* **Trecho da fonte**:
Cotidiano

Artigo: Abbas Kiarostami transitou com poesia por ficção e doc

RIO — Criação por subtração. Era o que movia o cineasta iraniano Abbas Kiarostami, artista minimalista por excelência, que nos deixa como legado uma obra que sempre transitou com muita poesia pelas fronteiras difusas que hibridizam ficção e documentário, atingindo um paroxismo de esplendor linguístico em “Close-up” (1990), um dos filmes mais importantes das últimas décadas.

Kiarostami acreditava que toda limitação estimula a criatividade, até mesmo os entraves orçamentários. “Você se concentra no que é mais importante, como um detento que fica manipulando miolo de pão e pode sair da prisão como um grande escultor”, afirmou em oficina que ministrou na Faculdade de Cinema da FAAP, em São Paulo, durante a Mostra Internacional de Cinema de SP, em 2004, e que gerou o curta-metragem “O mestre invisível”, realizado em parceria com o saudoso amigo Leon Cakoff.

* **Trecho dos dados**:
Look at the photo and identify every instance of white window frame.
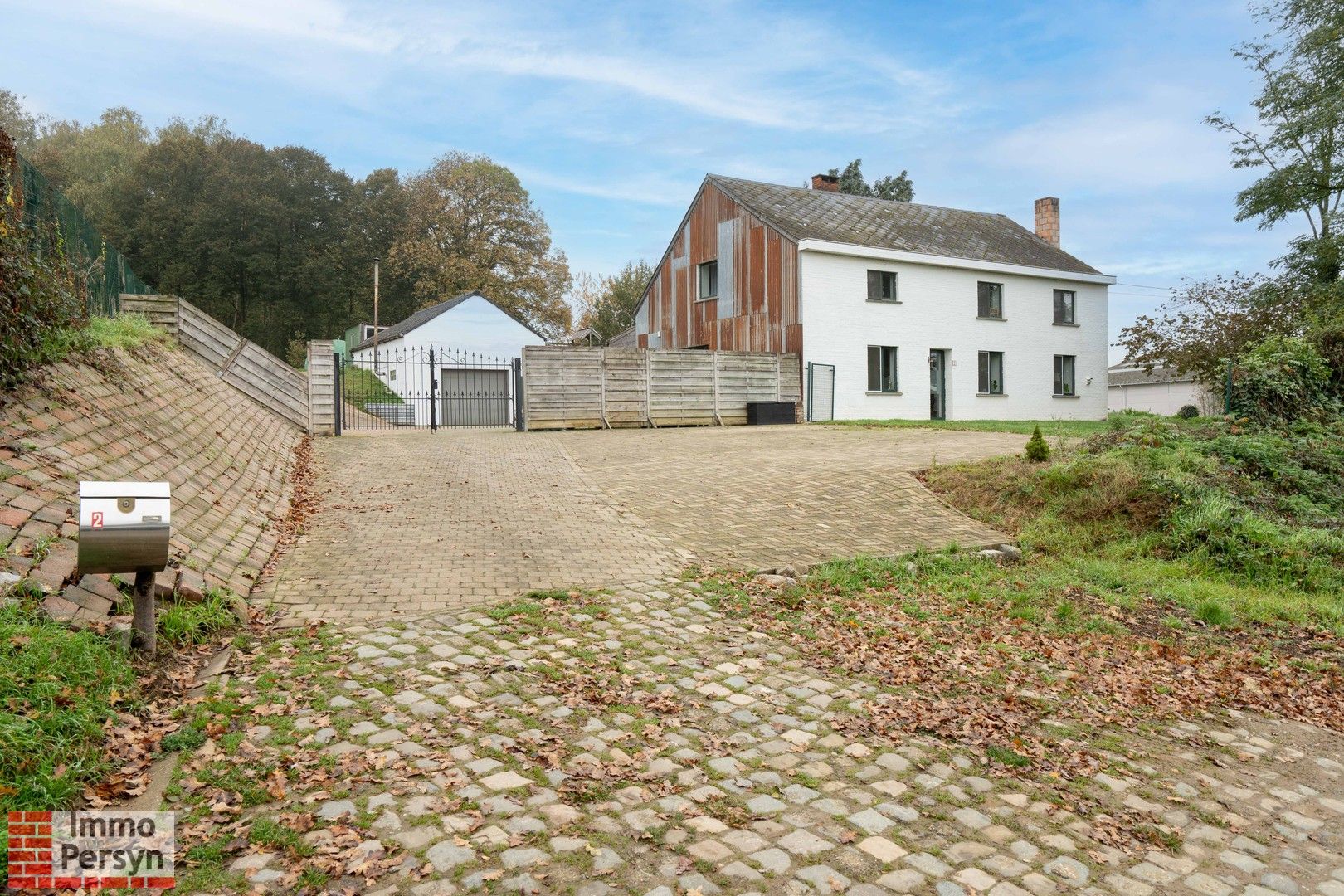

* **Objetivo**:
Segundo o artigo sobre Abbas Kiarostami, qual filme dele é apontado como um dos mais importantes das últimas décadas?

* **Resposta certa**:
“Close-up”, de 1990.